(Quoted passage)

In an animal model, drastic heart failure in mice was bypassed by switching to high fat or “ketogenic” diets, which could completely prevent, or even reverse the heart failure.
“Thus, these studies suggest that consumption of higher fat and lower carbohydrate diets may be a nutritional therapeutic intervention to treat heart failure,” [biochemist Kyle] McCommis said.
The heart’s myocardium requires vast amounts of chemical energy stored in nutrients to fuel cardiac contraction. To maintain this high metabolic capacity, the heart is flexible and can adapt to altered metabolic fuel supplies during diverse developmental, nutritional, or physiologic conditions. Impaired flexibility, however, is associated with cardiac dysfunction in conditions including diabetes and heart failure.

(End Quoted passage)

**Assigned task 1**
In the passage on heart failure and diet, how would you render this sentence in Spanish: "Impaired flexibility, however, is associated with cardiac dysfunction in conditions including diabetes and heart failure."
**Assigned task 2**
Answer these from the passage on heart failure and diet:
(a) In which animal was the heart failure studied?
(b) Which kinds of diets could prevent or reverse the heart failure?
(c) What does the heart's myocardium require to fuel cardiac contraction?
**Assigned task 3**
Could you carry on the passage on heart failure and diet from its final sentence?
The material after this point is separate from the passage on heart failure and diet.

(Given data)

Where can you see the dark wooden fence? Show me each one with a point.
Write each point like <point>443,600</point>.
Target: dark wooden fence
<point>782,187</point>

(End Given data)

**Final answer 1**
Sin embargo, la flexibilidad alterada se asocia con disfunción cardíaca en afecciones como la diabetes y la insuficiencia cardíaca.

**Final answer 2**
(a) Mice.
(b) High fat or "ketogenic" diets.
(c) Vast amounts of chemical energy stored in nutrients.

**Final answer 3**
The mitochondrial pyruvate carrier (MPC) complex, composed of MPC1 and MPC2, is required for pyruvate import into the mitochondria. This study demonstrates that MPC expression is decreased in failing human and mouse hearts, and that genetic deletion of the MPC in mice leads to cardiac remodeling and dysfunction.
“Interestingly, this heart failure can be prevented or even reversed by providing a high-fat, low carbohydrate “ketogenic” diet,” McCommis said. “A 24-hour fast in mice, which is also “ketogenic” also provided significant improvement in heart remodeling.”
Diets with higher fat content, but enough carbohydrates to limit ketosis also significantly improved heart failure in mice lacking cardiac MPC expression.